What to work on:
Update the material below so that "pointing benchmark" becomes "localization benchmark" everywhere it occurs. Leave all other text unchanged.

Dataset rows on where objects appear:
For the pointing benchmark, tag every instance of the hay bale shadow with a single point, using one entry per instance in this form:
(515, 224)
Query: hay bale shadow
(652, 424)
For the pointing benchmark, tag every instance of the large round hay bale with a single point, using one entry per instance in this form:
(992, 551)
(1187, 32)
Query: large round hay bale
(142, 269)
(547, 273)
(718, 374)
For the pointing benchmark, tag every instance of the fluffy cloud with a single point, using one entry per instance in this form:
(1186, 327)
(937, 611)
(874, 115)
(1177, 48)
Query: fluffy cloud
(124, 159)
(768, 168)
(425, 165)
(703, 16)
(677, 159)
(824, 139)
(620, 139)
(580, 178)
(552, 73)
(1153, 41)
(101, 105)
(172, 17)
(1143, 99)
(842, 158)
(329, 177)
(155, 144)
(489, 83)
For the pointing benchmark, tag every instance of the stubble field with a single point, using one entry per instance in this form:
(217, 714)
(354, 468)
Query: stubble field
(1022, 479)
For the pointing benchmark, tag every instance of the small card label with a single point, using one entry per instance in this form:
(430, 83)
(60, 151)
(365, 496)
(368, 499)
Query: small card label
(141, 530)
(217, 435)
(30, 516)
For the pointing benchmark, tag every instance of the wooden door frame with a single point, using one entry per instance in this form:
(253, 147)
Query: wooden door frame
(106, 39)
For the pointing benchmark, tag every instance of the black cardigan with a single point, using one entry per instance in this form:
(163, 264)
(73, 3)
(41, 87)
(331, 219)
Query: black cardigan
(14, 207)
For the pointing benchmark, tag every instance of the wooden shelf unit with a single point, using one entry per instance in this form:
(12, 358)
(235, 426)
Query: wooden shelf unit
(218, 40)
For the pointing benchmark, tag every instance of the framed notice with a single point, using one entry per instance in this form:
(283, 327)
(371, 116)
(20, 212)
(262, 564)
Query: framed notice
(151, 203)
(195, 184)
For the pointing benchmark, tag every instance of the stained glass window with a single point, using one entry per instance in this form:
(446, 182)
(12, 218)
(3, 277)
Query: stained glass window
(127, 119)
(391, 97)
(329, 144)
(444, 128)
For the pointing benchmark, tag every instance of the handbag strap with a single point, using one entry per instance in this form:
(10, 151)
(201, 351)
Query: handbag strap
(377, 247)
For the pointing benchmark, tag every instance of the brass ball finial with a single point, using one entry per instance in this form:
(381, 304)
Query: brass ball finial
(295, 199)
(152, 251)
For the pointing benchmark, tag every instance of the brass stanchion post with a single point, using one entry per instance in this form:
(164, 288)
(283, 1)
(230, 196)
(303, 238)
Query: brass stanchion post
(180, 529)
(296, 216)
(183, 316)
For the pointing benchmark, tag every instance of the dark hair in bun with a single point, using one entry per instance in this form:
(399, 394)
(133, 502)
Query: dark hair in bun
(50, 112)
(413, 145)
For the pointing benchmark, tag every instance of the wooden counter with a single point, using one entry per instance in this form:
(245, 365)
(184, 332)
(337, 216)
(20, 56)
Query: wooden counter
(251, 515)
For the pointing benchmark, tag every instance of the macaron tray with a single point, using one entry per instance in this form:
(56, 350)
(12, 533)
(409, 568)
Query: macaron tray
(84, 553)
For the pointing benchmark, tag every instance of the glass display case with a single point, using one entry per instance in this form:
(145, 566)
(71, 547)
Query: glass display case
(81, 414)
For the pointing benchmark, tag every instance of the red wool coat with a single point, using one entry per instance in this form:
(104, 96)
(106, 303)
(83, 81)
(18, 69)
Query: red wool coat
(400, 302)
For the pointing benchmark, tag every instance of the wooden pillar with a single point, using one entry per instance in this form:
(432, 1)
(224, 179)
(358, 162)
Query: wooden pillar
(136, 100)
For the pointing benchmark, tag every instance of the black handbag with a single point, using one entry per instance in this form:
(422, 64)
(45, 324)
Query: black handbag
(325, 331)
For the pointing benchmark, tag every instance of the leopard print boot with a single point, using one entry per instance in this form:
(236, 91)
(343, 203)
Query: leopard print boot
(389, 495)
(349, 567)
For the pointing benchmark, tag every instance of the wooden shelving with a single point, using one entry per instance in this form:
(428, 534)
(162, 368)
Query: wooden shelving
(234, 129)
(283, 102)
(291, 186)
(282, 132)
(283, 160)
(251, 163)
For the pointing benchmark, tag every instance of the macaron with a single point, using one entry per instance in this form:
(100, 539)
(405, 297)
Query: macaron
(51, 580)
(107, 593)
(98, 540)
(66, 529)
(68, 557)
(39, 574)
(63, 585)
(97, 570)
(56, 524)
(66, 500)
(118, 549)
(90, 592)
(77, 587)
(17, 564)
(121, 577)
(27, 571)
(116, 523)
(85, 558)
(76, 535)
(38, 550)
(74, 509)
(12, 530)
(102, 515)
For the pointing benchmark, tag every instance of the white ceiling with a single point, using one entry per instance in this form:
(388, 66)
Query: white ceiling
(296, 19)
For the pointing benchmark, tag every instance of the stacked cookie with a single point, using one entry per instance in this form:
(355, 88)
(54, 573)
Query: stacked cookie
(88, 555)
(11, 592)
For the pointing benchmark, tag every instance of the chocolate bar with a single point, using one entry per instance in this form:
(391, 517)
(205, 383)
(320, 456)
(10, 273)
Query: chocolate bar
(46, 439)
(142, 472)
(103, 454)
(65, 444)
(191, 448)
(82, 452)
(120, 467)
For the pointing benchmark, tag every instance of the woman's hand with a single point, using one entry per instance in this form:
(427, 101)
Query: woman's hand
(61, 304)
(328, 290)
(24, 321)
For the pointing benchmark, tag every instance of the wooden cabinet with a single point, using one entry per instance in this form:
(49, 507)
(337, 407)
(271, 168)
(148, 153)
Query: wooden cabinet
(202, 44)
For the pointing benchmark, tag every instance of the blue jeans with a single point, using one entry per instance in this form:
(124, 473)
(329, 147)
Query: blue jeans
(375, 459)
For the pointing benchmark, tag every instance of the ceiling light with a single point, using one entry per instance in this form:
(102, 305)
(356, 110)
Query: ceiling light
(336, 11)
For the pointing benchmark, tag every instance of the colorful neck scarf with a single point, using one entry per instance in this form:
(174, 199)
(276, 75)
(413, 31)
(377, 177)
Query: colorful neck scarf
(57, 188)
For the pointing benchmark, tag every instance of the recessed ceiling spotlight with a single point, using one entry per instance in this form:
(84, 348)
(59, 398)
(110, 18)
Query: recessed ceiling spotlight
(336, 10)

Task result:
For the localization benchmark, tag every instance of the hay bale shadow with a single point, using one entry per instance in this form:
(515, 224)
Query: hay bale shadow
(652, 424)
For the localization benchmark, tag every instance of the large round hay bale with a single point, using one entry per instance in this form:
(992, 551)
(1187, 32)
Query: large round hay bale
(142, 269)
(547, 273)
(718, 374)
For the localization benchmark, tag every instance of the fluffy cloud with a single point, using one entry per instance in this form:
(1186, 327)
(937, 611)
(874, 115)
(1177, 48)
Query: fluffy cloud
(124, 159)
(768, 168)
(425, 165)
(703, 16)
(677, 159)
(824, 139)
(620, 139)
(580, 178)
(552, 73)
(1153, 41)
(101, 105)
(172, 17)
(1143, 99)
(842, 158)
(329, 177)
(155, 144)
(489, 83)
For the localization benchmark, tag every instance of the stubble field with a single point, using one entry per instance in this form:
(217, 714)
(354, 468)
Query: stubble field
(1022, 479)
For the localization benchmark, tag every instance of the small card label with a single point, using one entry per instance in this form:
(430, 83)
(60, 151)
(365, 496)
(368, 499)
Query: small card label
(141, 530)
(217, 435)
(30, 516)
For the localization benchmark, tag every instance of the wooden door frame with a single point, using one entry per instance in this form:
(253, 147)
Query: wooden door frame
(106, 39)
For the localization benchmark, tag every instance of the black cardigan with a single point, using one entry per instance in this form:
(163, 264)
(73, 3)
(41, 87)
(331, 219)
Query: black cardigan
(14, 207)
For the localization benchmark, tag every instance of the wooden shelf unit with a single point, using one entry per instance in this form:
(12, 358)
(235, 426)
Query: wooden shelf unit
(218, 40)
For the localization benchmark, tag every instance of the framed notice with a single point, using one entry per instance in this form:
(283, 327)
(371, 116)
(20, 212)
(262, 564)
Query: framed notice
(151, 203)
(195, 184)
For the localization benchmark, tag every instance of the stained glass window with a single point, using one entry per instance in this form:
(446, 182)
(12, 218)
(3, 277)
Query: stained glass window
(127, 119)
(391, 97)
(329, 144)
(444, 128)
For the localization benchmark, tag every instance of the handbag strap with a single point, using one entry per instance in this form:
(10, 151)
(201, 351)
Query: handbag strap
(377, 247)
For the localization benchmark, tag every instance of the brass ball finial with a single point, using one entry per instance in this form:
(381, 304)
Query: brass ball finial
(295, 199)
(152, 251)
For the localization benchmark, tag every instance of the brass stanchion post with a single point, using one entry per instance in this form:
(164, 288)
(283, 1)
(230, 196)
(303, 238)
Query: brass stanchion post
(180, 529)
(296, 216)
(183, 316)
For the localization benchmark, tag every instance of the dark hair in bun with a single point, using one entry per instance in this form:
(399, 394)
(133, 502)
Query: dark hair in bun
(50, 112)
(413, 145)
For the localization benchmark, tag every instance of the wooden counter with a single point, using one entry per instance in this form:
(245, 365)
(184, 332)
(337, 216)
(20, 56)
Query: wooden counter
(251, 515)
For the localization benchmark, tag every instance of the macaron tray with a single point, using one entry per instance in this form:
(56, 350)
(12, 533)
(409, 568)
Query: macaron tray
(84, 553)
For the localization benchmark, tag every instance of the glass display case with a single point, using one entry per instance in this form:
(145, 566)
(71, 547)
Query: glass display case
(81, 414)
For the localization benchmark, tag every instance of the red wool coat with a single point, using one entry per instance in this form:
(104, 96)
(106, 303)
(83, 81)
(18, 69)
Query: red wool coat
(400, 302)
For the localization benchmark, tag every instance of the wooden pillar with a single point, using one entry per instance in this form:
(432, 1)
(224, 179)
(358, 162)
Query: wooden pillar
(136, 100)
For the localization benchmark, tag every instance of the black handbag with a single point, using one entry per instance in this form:
(422, 64)
(45, 324)
Query: black handbag
(325, 331)
For the localization benchmark, tag every instance of the leopard print boot with a single point, using one entry per instance in this form:
(236, 91)
(343, 203)
Query: leopard print boot
(389, 495)
(349, 567)
For the localization benchmark, tag every instance of the wooden shelving with a single point, using one entry per instance in this form:
(428, 534)
(162, 368)
Query: wooden shelving
(234, 129)
(283, 102)
(291, 186)
(282, 132)
(283, 160)
(251, 163)
For the localization benchmark, tag every instance of the macaron with a single point, using one entry per instance in this form:
(100, 539)
(405, 297)
Query: macaron
(51, 580)
(107, 593)
(98, 540)
(66, 529)
(68, 557)
(39, 574)
(63, 585)
(97, 570)
(56, 524)
(66, 500)
(118, 549)
(90, 592)
(77, 587)
(17, 564)
(121, 577)
(27, 571)
(116, 523)
(85, 558)
(76, 535)
(38, 550)
(74, 509)
(12, 530)
(102, 515)
For the localization benchmark, tag every instance of the white ceiling with a single point, using one entry per instance in this form:
(388, 66)
Query: white ceiling
(296, 19)
For the localization benchmark, tag every instance of the stacked cookie with a single point, using one entry per instance in this form:
(355, 88)
(54, 573)
Query: stacked cookie
(88, 555)
(11, 592)
For the localization benchmark, tag every instance of the chocolate bar with a single point, using one entry per instance in this form:
(391, 517)
(205, 383)
(320, 456)
(10, 273)
Query: chocolate bar
(46, 439)
(142, 472)
(103, 454)
(65, 444)
(191, 448)
(82, 452)
(120, 467)
For the localization benchmark, tag every instance of the woman's hand with a single point, using one entry per instance in this form:
(427, 101)
Query: woman's hand
(61, 304)
(328, 290)
(24, 321)
For the localization benchmark, tag every instance of the wooden cabinet with a single point, using one entry per instance in this form:
(49, 507)
(337, 407)
(271, 168)
(148, 153)
Query: wooden cabinet
(202, 44)
For the localization benchmark, tag every instance of the blue jeans with a single point, using one entry per instance in this form:
(124, 473)
(329, 147)
Query: blue jeans
(375, 459)
For the localization benchmark, tag every instance of the ceiling light with a single point, using one entry per instance in this form:
(102, 305)
(356, 110)
Query: ceiling light
(336, 11)
For the localization benchmark, tag every instance of the colorful neck scarf with a single point, using one entry per instance in this form:
(174, 199)
(276, 75)
(413, 31)
(377, 177)
Query: colorful neck scarf
(57, 188)
For the localization benchmark, tag every instance of the recessed ceiling spotlight with a single point, using one entry per instance in this form:
(84, 348)
(59, 398)
(110, 18)
Query: recessed ceiling spotlight
(336, 10)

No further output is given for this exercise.